(Collection entries)
--------------------
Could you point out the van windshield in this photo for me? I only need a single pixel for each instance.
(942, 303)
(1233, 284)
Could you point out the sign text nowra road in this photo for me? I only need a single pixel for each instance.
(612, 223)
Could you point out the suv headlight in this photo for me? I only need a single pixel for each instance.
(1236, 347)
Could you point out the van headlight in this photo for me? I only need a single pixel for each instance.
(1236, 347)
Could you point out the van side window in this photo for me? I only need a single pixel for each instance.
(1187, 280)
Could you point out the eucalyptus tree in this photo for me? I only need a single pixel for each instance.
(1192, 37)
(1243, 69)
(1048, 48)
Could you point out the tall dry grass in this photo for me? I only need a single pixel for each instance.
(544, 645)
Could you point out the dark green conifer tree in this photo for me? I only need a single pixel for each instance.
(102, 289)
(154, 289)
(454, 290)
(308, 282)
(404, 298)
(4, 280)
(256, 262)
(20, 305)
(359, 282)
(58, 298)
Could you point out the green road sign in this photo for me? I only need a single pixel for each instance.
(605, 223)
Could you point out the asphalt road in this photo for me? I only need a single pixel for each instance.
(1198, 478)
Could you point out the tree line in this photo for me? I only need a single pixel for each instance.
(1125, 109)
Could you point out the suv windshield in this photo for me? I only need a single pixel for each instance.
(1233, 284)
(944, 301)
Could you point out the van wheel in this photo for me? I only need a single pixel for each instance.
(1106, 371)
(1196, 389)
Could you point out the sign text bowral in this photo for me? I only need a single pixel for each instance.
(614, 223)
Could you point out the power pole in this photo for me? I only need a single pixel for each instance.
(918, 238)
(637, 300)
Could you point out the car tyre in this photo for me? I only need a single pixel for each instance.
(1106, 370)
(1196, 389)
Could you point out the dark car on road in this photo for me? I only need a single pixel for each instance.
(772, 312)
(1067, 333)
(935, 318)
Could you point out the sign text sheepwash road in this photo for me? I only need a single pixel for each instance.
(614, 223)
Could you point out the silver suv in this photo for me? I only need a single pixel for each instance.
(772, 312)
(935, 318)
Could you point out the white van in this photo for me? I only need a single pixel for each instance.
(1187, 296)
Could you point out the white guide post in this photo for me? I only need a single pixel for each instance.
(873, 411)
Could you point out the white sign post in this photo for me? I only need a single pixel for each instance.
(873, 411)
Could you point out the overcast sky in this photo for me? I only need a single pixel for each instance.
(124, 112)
--------------------
▸ **Assigned task**
Make an exact transcription of the entries.

▸ **Result**
Could you point out the van windshield in this photo for me? I only need a single pixel for each instance.
(942, 303)
(1233, 284)
Could you point out the sign text nowra road in this photo for me? I only need a single pixel for each instance.
(612, 223)
Could you point out the suv headlight in this photo for me? I only need a single pixel for each instance.
(1236, 347)
Could you point out the van headlight in this photo for me? I only need a single pixel for each instance.
(1236, 347)
Could you point out the van side window in this photo for me? I only need a single pixel for each instance.
(1187, 280)
Could you point out the eucalyptus tree in this photo for me? I only need a single pixel for each instance.
(1192, 37)
(1243, 69)
(1048, 48)
Could you point out the tall dry grass in this photo for me? I only need a single pixel for each instance.
(544, 645)
Could you point out the dark green conifer tree in this photo for me? I only need a single pixel for each instance.
(102, 289)
(154, 289)
(454, 290)
(308, 282)
(404, 298)
(4, 280)
(256, 262)
(20, 305)
(359, 282)
(58, 298)
Could you point out the green road sign in this photo for me? I only need a single pixel for each instance.
(605, 223)
Could you point out the asphalt road in this photo for me? I only need a single pixel for each instance.
(1198, 478)
Could you point out the tree line in this photo for me? I only need a single pixel for each instance.
(1125, 109)
Could you point out the suv windshield in this photo for me? I only need a single pixel for each instance.
(1233, 284)
(944, 301)
Could you point out the van wheel in this photo for me? I only need a single pixel for each instance.
(1106, 371)
(1196, 389)
Could you point out the sign text bowral in this photo for me? I only need a single pixel for each instance.
(614, 223)
Could you point out the power pole in this photo for me? I only need a single pixel for each instance.
(918, 238)
(637, 300)
Could you point out the car tyre in this photo for me? I only need a single pixel for each instance.
(1106, 370)
(1196, 389)
Could you point out the dark car on road in this photo for me? I only need a single pixel for each instance.
(772, 312)
(1067, 333)
(935, 318)
Could you point out the sign text sheepwash road in this photo for me? I only need a single pixel for each instance.
(614, 223)
Could you point out the silver suv in this photo for me? I only need a single pixel for each instance.
(772, 312)
(935, 318)
Could you point out the white van in this photo for me? I only need a single pixel for each instance.
(1187, 296)
Could you point out the white guide post in this photo for me? I only need a single pixel for each instance.
(873, 411)
Could you point out the white sign post in this photo for me? I only need a single pixel for each instance.
(873, 411)
Could you point out the overcast sky in this photo for me? I only need a single pixel for each instance.
(124, 112)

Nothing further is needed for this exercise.